## Work to complete
Scan the listing below and copy each line holding the word "roof".
· · · · · · ·
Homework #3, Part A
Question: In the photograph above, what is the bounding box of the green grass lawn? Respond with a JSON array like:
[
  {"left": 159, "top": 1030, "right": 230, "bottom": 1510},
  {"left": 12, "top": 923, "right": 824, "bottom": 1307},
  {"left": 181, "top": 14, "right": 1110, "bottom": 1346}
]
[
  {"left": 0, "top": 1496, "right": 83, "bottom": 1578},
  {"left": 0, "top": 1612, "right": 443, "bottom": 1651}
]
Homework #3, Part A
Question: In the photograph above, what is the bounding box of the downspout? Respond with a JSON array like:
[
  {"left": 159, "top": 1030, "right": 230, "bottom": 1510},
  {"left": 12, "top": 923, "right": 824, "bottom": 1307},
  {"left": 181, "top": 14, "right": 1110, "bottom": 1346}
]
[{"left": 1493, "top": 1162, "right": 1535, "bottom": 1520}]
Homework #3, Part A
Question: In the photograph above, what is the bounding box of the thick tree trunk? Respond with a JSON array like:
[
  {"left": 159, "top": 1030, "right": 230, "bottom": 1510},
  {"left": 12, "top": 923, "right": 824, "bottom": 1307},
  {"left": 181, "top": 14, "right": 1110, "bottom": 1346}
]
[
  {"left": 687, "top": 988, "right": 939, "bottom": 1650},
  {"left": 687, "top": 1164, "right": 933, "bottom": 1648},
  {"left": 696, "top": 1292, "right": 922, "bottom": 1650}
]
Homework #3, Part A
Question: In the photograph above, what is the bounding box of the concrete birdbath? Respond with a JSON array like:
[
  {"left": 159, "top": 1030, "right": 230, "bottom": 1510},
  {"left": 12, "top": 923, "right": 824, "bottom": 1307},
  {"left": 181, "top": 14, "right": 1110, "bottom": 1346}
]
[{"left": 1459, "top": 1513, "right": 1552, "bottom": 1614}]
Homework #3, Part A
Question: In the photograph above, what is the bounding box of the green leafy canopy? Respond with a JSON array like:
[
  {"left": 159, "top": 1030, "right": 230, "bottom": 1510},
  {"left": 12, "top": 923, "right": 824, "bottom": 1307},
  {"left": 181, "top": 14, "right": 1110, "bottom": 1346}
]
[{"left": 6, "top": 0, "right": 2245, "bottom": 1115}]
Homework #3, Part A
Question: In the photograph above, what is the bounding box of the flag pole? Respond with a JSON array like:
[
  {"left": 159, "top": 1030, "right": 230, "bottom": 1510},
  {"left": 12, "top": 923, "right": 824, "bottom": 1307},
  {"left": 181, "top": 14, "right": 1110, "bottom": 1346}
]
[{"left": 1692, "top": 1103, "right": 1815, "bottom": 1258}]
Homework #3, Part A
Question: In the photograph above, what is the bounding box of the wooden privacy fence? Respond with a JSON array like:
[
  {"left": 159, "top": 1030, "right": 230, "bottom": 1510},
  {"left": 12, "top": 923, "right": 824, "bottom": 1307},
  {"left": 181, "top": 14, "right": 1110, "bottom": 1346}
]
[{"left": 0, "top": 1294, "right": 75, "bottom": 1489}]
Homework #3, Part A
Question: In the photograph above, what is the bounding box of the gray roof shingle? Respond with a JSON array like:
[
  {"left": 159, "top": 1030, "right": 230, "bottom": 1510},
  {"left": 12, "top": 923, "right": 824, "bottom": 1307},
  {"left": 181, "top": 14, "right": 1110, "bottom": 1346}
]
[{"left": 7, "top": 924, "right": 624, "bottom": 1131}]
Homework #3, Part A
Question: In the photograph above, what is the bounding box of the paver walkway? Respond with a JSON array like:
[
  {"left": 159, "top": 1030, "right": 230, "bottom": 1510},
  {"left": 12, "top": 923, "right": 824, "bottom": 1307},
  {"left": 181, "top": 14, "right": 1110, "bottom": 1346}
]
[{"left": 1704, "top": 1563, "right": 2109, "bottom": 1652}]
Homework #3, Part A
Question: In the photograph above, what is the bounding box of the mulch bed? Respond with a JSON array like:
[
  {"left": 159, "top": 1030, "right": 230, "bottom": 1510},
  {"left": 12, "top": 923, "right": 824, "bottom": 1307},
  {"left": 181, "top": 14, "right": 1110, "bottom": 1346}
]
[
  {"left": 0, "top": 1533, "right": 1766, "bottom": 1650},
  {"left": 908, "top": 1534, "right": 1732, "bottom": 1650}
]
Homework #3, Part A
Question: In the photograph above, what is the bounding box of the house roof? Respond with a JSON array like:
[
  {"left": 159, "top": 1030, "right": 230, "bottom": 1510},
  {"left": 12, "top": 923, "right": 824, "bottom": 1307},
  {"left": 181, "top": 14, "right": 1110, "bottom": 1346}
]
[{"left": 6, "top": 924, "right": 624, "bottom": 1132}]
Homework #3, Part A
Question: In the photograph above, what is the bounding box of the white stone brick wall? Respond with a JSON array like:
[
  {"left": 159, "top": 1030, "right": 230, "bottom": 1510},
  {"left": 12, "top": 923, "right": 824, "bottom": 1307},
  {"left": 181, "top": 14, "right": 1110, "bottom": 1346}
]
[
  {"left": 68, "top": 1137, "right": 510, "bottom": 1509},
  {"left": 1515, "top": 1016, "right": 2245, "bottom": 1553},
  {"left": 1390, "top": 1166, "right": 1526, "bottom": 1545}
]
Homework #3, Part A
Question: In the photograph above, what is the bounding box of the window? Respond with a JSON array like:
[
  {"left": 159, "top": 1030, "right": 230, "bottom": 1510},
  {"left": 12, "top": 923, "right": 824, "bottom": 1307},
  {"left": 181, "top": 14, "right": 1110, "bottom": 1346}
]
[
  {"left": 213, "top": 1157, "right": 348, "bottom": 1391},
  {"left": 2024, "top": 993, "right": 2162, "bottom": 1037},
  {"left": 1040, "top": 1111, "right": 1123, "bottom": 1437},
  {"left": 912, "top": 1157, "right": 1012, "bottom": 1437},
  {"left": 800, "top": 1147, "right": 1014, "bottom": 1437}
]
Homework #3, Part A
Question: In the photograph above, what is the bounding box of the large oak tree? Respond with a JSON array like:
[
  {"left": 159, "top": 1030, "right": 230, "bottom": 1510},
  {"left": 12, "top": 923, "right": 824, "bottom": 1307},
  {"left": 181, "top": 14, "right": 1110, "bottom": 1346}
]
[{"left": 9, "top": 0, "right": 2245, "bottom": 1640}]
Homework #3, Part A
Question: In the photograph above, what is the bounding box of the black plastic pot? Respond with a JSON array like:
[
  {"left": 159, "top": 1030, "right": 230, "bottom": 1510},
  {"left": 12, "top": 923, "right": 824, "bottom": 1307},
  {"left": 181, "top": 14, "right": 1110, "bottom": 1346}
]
· · · · · · ·
## Answer to this exercise
Question: In the photograph above, what is the bounding box of the gray roof shingle? Respond with a JSON array like:
Question: In the photograph above, what is the bounding box of the house roof? Respond with a JSON array like:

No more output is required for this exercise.